▸ **Entries shown**:
★ ★ ★ ★

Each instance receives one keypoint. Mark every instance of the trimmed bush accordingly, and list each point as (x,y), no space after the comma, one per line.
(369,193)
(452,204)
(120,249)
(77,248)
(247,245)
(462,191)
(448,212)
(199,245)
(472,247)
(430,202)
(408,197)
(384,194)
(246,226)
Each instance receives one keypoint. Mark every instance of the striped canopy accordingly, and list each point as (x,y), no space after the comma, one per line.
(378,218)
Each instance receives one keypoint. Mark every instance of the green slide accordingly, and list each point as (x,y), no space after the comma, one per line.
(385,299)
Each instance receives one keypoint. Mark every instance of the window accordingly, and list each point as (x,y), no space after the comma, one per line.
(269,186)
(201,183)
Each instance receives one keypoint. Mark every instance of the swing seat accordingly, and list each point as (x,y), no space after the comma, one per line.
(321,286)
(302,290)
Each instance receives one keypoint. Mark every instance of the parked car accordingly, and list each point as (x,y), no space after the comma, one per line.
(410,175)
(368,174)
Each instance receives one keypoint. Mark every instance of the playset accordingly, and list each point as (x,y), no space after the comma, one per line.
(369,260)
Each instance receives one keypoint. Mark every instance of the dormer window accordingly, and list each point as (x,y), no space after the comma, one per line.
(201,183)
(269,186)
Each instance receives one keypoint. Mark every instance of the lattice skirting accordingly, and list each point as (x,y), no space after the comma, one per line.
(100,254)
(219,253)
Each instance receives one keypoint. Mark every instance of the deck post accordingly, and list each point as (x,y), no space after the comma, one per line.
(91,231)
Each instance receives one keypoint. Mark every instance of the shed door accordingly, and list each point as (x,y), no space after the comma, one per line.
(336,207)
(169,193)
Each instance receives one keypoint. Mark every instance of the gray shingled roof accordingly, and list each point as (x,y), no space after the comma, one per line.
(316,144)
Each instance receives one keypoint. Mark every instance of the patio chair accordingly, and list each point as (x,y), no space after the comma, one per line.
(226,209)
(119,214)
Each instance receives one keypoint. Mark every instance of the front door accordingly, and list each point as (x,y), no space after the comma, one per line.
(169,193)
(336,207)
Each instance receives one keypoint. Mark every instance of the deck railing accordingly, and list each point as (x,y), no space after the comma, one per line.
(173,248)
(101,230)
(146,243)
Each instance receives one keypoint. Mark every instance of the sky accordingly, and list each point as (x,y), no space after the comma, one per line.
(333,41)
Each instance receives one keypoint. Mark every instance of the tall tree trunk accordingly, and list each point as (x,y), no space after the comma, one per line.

★ ★ ★ ★

▸ **What you have to do**: Print all of the rows above verbatim, from the first through the last, without altering, omitting, or reordering any of them.

▸ **Written answer**:
Each instance receives one keypoint. Mark every instance of the trimmed bush accordingly, and list each point as (x,y), no space after the comma, one per line.
(369,193)
(452,204)
(120,249)
(77,248)
(247,245)
(462,191)
(448,212)
(199,245)
(472,247)
(430,202)
(408,197)
(384,194)
(246,226)
Each instance receives one keypoint. Mark every instance of the striped canopy accordingly, and list each point as (x,y), no space after the comma, one per line.
(378,218)
Each instance receives one keypoint. Mark every instance of the green slide accordingly, and list each point as (x,y), no space after the comma, one per line.
(385,299)
Each instance receives one keypoint. Mark every instance of the window accordingly, and list each point as (x,y), no space after the comma, one per line.
(269,186)
(201,183)
Each instance receives one keypoint. Mark every instance of the swing seat accordingly, and list each point as (x,y), no space after the comma, one per line.
(321,286)
(302,290)
Each instance receives one keypoint. Mark every instance of the parked car accordingly, and list each point as (x,y), no space after the comma, one per line.
(410,175)
(368,174)
Each instance receives one keypoint. Mark every instance of the playset accordingly, and list each point as (x,y), no space after the comma, one per line.
(369,260)
Each instance receives one keypoint. Mark every instance of the dormer window accordingly, and list each point as (x,y), no space after the comma, one per line.
(201,183)
(269,186)
Each instance receives one keypoint. Mark every instance of the lattice skirting accordingly, and list each point as (x,y), no space after the comma, one per line.
(100,254)
(219,253)
Each instance receives one keypoint. Mark every instance of the deck post accordingly, and list each point as (x,y), no space after the comma, one per line.
(91,231)
Each instance receives one keypoint. Mark every instance of the shed door accordingly, and list each point as (x,y), no space after the comma, one per line.
(336,207)
(169,193)
Each instance receives one keypoint. Mark every instance of the gray shingled roof accordingly, and list each point as (x,y), no space after the comma, one per line.
(316,144)
Each instance receives one keypoint. Mark every instance of the patio chair accordingly, and list each point as (x,y), no space after the comma, one per line.
(226,209)
(119,214)
Each instance receives one keypoint. Mark every instance of the front door accordingly, and list each point as (x,y), no space after the comma, one per line.
(169,193)
(336,207)
Each instance receives one keypoint. Mark every instance of the deck railing accordingly, and list each point as (x,y), no space after the comma, one per line.
(173,248)
(101,230)
(146,243)
Each instance receives one keypoint. Mark every instance of the sky accordingly, and list each point as (x,y), no space after the comma, one per line.
(333,41)
Each instance receives one keypoint. Mark every instance of the tall tree trunk accordingly, and list each point as (x,y), no space after the comma, one per line.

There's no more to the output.